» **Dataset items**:
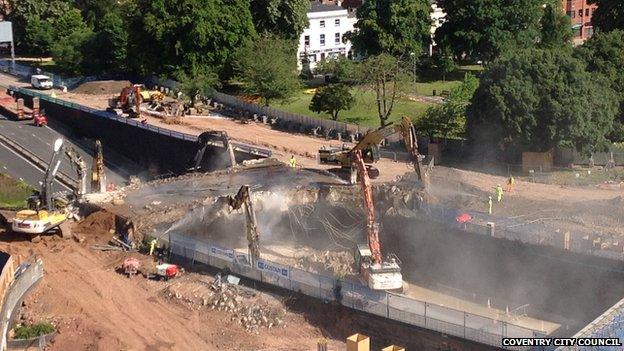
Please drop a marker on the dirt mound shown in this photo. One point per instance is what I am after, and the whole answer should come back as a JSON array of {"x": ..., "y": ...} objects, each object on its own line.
[
  {"x": 102, "y": 87},
  {"x": 100, "y": 222}
]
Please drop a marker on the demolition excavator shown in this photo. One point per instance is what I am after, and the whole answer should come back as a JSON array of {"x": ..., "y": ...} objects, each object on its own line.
[
  {"x": 243, "y": 199},
  {"x": 379, "y": 274},
  {"x": 46, "y": 212},
  {"x": 369, "y": 150}
]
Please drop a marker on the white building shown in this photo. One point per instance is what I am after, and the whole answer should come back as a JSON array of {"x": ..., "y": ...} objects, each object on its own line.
[{"x": 328, "y": 23}]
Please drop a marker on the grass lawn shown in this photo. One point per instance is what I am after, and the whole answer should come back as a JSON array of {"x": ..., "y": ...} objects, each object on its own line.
[
  {"x": 364, "y": 111},
  {"x": 13, "y": 194}
]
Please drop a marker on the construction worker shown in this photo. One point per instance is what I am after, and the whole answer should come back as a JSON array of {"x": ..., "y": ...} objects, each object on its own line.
[
  {"x": 153, "y": 243},
  {"x": 293, "y": 162},
  {"x": 499, "y": 193},
  {"x": 510, "y": 183}
]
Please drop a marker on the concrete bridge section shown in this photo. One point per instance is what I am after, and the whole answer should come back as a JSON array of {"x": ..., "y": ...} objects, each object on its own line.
[{"x": 160, "y": 150}]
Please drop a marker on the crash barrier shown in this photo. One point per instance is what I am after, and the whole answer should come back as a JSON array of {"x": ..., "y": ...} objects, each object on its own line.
[
  {"x": 39, "y": 342},
  {"x": 25, "y": 277},
  {"x": 349, "y": 294},
  {"x": 238, "y": 146},
  {"x": 608, "y": 325},
  {"x": 26, "y": 71},
  {"x": 159, "y": 149}
]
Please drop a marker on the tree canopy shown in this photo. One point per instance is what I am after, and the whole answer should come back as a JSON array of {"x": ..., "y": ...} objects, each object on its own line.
[
  {"x": 485, "y": 29},
  {"x": 268, "y": 68},
  {"x": 397, "y": 27},
  {"x": 539, "y": 99},
  {"x": 609, "y": 15},
  {"x": 170, "y": 36},
  {"x": 332, "y": 99},
  {"x": 385, "y": 76},
  {"x": 604, "y": 55},
  {"x": 284, "y": 18}
]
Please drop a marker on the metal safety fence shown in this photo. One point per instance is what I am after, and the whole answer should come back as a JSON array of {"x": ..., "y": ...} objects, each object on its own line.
[{"x": 397, "y": 307}]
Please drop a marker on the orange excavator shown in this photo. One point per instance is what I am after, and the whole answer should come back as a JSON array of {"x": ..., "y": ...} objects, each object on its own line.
[
  {"x": 128, "y": 102},
  {"x": 379, "y": 274}
]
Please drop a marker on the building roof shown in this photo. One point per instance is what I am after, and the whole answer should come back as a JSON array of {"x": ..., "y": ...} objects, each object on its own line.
[{"x": 318, "y": 6}]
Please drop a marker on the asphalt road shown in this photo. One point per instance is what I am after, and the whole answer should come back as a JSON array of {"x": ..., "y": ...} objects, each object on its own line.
[{"x": 39, "y": 140}]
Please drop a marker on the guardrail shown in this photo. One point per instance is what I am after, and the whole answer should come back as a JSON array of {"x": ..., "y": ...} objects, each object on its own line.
[
  {"x": 238, "y": 146},
  {"x": 388, "y": 305},
  {"x": 25, "y": 277}
]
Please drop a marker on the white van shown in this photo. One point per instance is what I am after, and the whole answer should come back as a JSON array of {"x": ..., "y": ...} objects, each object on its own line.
[{"x": 39, "y": 81}]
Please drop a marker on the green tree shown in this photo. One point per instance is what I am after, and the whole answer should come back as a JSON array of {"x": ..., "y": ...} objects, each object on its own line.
[
  {"x": 385, "y": 75},
  {"x": 604, "y": 55},
  {"x": 332, "y": 99},
  {"x": 199, "y": 82},
  {"x": 484, "y": 29},
  {"x": 107, "y": 51},
  {"x": 284, "y": 18},
  {"x": 169, "y": 36},
  {"x": 268, "y": 68},
  {"x": 539, "y": 99},
  {"x": 39, "y": 34},
  {"x": 341, "y": 69},
  {"x": 68, "y": 51},
  {"x": 609, "y": 15},
  {"x": 556, "y": 30},
  {"x": 444, "y": 62},
  {"x": 449, "y": 119},
  {"x": 397, "y": 27}
]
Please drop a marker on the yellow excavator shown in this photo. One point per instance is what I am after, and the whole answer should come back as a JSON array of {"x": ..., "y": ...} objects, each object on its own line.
[
  {"x": 369, "y": 149},
  {"x": 46, "y": 212}
]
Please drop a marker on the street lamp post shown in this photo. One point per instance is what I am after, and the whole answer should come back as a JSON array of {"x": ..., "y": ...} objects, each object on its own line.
[{"x": 413, "y": 56}]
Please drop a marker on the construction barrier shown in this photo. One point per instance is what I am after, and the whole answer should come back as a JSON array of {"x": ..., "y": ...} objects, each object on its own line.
[{"x": 350, "y": 294}]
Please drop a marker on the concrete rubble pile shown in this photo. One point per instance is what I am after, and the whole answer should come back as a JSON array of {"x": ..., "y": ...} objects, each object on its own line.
[{"x": 247, "y": 310}]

» **What to do**:
Transcribe every entry exactly. Leave out the pictures.

» **Answer area**:
Please drop a marker on the dirt mound shown in this photo. One point per instance is what I am after, and the whole answer should come back as a JSON array of {"x": ..., "y": ...} objects, each object on its own line.
[
  {"x": 102, "y": 87},
  {"x": 100, "y": 222}
]
Please drop a marker on the demolition excavator shown in this photo. One point per instance is what I am after, and the whole answer should come back as a JSON array of {"x": ..., "y": ...} objects, each object on its own line.
[
  {"x": 243, "y": 199},
  {"x": 379, "y": 274},
  {"x": 46, "y": 212},
  {"x": 369, "y": 150}
]
Please drop a marker on the white building shown in this photo. One point per instance is what I am after, and the whole answer should come back as a JSON array of {"x": ..., "y": ...} objects, each object on its own line.
[{"x": 328, "y": 23}]
Please drop a marker on the grass lawn shown in this photo. One point per instance is what I am after, and the whole answer should come back as a JSON array of {"x": ..., "y": ...} objects, each object on its own line.
[
  {"x": 364, "y": 111},
  {"x": 13, "y": 194}
]
Please drop a marker on the construction worker shown in this photo. One point per instance is what I am after, and the whole answer should come back as a JSON array of {"x": ..., "y": ...} objects, each object on its own line.
[
  {"x": 153, "y": 243},
  {"x": 293, "y": 162},
  {"x": 499, "y": 193},
  {"x": 510, "y": 183}
]
Please drop a marker on the concrete bridge section shown in this photo. One point per instance is what I am after, and the whole answer should come back as a JSON array of {"x": ..., "y": ...} objects, each object on its own line.
[{"x": 160, "y": 150}]
Please drop a marker on the crash barrier shown in this photo. One point per instance is what I am after, and the whole answer should come back as a JSON array of {"x": ..., "y": ...} objects, each object on its own line.
[
  {"x": 39, "y": 342},
  {"x": 25, "y": 277},
  {"x": 349, "y": 294},
  {"x": 238, "y": 146},
  {"x": 608, "y": 325},
  {"x": 26, "y": 71},
  {"x": 159, "y": 149}
]
Please drop a marker on the tree canopy shown in this photo. One point per instance is what I am after, and the whole answer should come back as a JSON array of {"x": ..., "y": ...} objects, each object on its own line.
[
  {"x": 485, "y": 29},
  {"x": 268, "y": 68},
  {"x": 397, "y": 27},
  {"x": 539, "y": 99},
  {"x": 609, "y": 15},
  {"x": 170, "y": 36},
  {"x": 332, "y": 99},
  {"x": 385, "y": 76},
  {"x": 604, "y": 55},
  {"x": 284, "y": 18}
]
Please drop a marker on the metal safety fence shown in this photo. One point per instance is what I am after, and the whole answer should come back as a JSON array of {"x": ..., "y": ...} objects, each object on its own line.
[{"x": 397, "y": 307}]
Please drop a marker on the orange excavator shown in this photo. One point per instance is what I am after, and the whole answer should come back as a JSON array of {"x": ..., "y": ...} objects, each object on its own line.
[
  {"x": 128, "y": 102},
  {"x": 379, "y": 274}
]
Please drop a marker on the building roof shown in this photo. One point per instance is what I am after, and the whole answer should come back as a JSON array of {"x": ..., "y": ...} objects, each object on its own line.
[{"x": 318, "y": 6}]
Please drop a marker on the asphalt road shown in this photo. One point per instance is what I am after, and the whole answer should come back as a JSON array of {"x": ..., "y": ...} objects, each object on its own line.
[{"x": 39, "y": 140}]
Please drop a marker on the guardrail shown in this photo. One point per instance is what I am after, and the whole answer should come back as a JSON array of {"x": ..., "y": ...} objects, each object on its own line.
[
  {"x": 238, "y": 146},
  {"x": 388, "y": 305},
  {"x": 25, "y": 277}
]
Please drop a marker on the white van shown in this photo. One point per instance is what I am after, and the whole answer should come back as a JSON array of {"x": ..., "y": ...} objects, each object on its own line.
[{"x": 39, "y": 81}]
Please drop a marker on the green tree shown in this photo. One point per instance is what I am after, and the whole answer should come back as a JSON array of {"x": ..., "y": ...} objects, each object on its own line.
[
  {"x": 385, "y": 75},
  {"x": 604, "y": 55},
  {"x": 332, "y": 99},
  {"x": 199, "y": 82},
  {"x": 484, "y": 29},
  {"x": 107, "y": 51},
  {"x": 284, "y": 18},
  {"x": 169, "y": 36},
  {"x": 268, "y": 68},
  {"x": 539, "y": 99},
  {"x": 39, "y": 34},
  {"x": 341, "y": 69},
  {"x": 68, "y": 51},
  {"x": 609, "y": 15},
  {"x": 556, "y": 30},
  {"x": 444, "y": 62},
  {"x": 449, "y": 119},
  {"x": 397, "y": 27}
]
Please drop a marker on the yellow excavator shown in this photo. One point per instance is what I am after, and the whole answer should come back as a JSON array of {"x": ..., "y": ...} objects, each object on its own line.
[
  {"x": 369, "y": 149},
  {"x": 46, "y": 212}
]
Please drop a marker on the street lamp post shown in this photo. One point per instance is what I am after, and the whole answer should come back as a JSON array of {"x": ..., "y": ...} objects, each object on its own line.
[{"x": 413, "y": 56}]
Please drop a marker on the construction barrier shown in this photo. One point per instance is what I am after, and the whole answer should come back as a JSON array of {"x": ..., "y": ...} objects, each object on its own line.
[{"x": 350, "y": 294}]
Please drop a marker on the concrete rubble pile shown in this photo. One point per instance is what I am after, and the whole answer should come back as a JSON array of {"x": ..., "y": ...} objects, each object on its own line.
[{"x": 247, "y": 310}]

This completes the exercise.